━━━━━ Input rows ━━━━━
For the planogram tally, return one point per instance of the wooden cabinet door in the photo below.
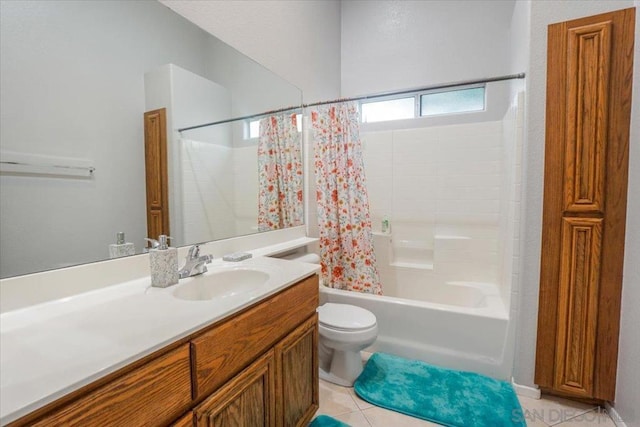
(589, 78)
(246, 400)
(297, 368)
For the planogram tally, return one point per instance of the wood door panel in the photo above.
(578, 307)
(247, 400)
(589, 81)
(297, 367)
(156, 172)
(588, 53)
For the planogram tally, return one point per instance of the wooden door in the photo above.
(589, 79)
(297, 375)
(246, 400)
(155, 147)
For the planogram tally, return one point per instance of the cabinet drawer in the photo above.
(154, 394)
(219, 354)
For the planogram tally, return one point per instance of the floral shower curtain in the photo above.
(346, 243)
(280, 178)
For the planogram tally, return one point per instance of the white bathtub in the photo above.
(464, 326)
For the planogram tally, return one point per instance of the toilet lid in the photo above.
(345, 317)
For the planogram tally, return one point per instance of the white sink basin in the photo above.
(221, 284)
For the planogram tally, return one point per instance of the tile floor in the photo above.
(343, 404)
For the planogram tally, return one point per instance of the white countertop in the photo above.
(51, 349)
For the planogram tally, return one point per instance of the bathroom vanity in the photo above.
(255, 365)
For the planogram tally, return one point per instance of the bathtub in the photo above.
(464, 326)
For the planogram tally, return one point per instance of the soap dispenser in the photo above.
(120, 248)
(163, 261)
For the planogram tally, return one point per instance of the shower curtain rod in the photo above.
(365, 97)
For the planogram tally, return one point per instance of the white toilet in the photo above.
(345, 330)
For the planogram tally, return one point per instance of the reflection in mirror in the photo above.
(76, 78)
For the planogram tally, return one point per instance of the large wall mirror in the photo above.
(76, 80)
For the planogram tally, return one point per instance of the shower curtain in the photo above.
(280, 179)
(346, 243)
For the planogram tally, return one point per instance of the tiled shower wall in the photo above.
(449, 192)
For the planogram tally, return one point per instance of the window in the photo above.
(392, 109)
(452, 101)
(424, 103)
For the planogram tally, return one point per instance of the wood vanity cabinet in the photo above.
(258, 367)
(589, 80)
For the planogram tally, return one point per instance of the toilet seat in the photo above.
(345, 317)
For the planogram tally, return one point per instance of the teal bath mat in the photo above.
(326, 421)
(444, 396)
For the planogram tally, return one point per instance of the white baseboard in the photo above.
(617, 420)
(525, 390)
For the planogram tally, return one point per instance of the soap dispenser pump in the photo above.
(163, 261)
(121, 248)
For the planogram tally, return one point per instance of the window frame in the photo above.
(417, 101)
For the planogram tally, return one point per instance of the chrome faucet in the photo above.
(194, 263)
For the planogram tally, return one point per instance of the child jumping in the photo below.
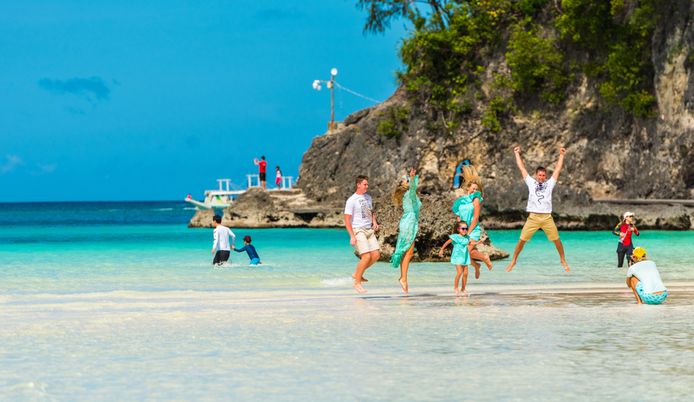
━━━━━
What is needed: Lay out the entries from the line containing "wall in the photo above." through the end of the entries, both included, as a JSON list of strings with one string per line. Skip blank lines and leave the pictures out.

Completed exercise:
[
  "For the planogram tally, return one point per instance of the tiled shower wall in the photo above.",
  "(449, 192)",
  "For the planogram tally, return one point per instance of the window in the photo above.",
  "(392, 109)",
  "(452, 101)",
  "(424, 103)",
  "For the planogram tally, return one point per instance of the wood vanity cabinet in the photo above.",
  "(258, 367)",
  "(589, 80)",
  "For the planogram tally, return one point per instance of the toilet seat in the photo above.",
  "(345, 317)",
  "For the planogram tally, return one point per instance of the teal bath mat in the photo above.",
  "(326, 421)",
  "(444, 396)",
  "For the planogram tally, return one point per instance of the white baseboard in the photo above.",
  "(617, 420)",
  "(525, 390)",
  "For the planogram tally, return one point per instance of the soap dispenser pump in the photo above.",
  "(163, 261)",
  "(121, 248)",
  "For the planogram tally, return one point per instance of the window frame in the photo above.",
  "(417, 101)",
  "For the planogram tally, return one point per instance of the chrome faucet in the photo above.",
  "(194, 263)",
  "For the planogram tally, return one point per instance of the child jumping in the photo below."
]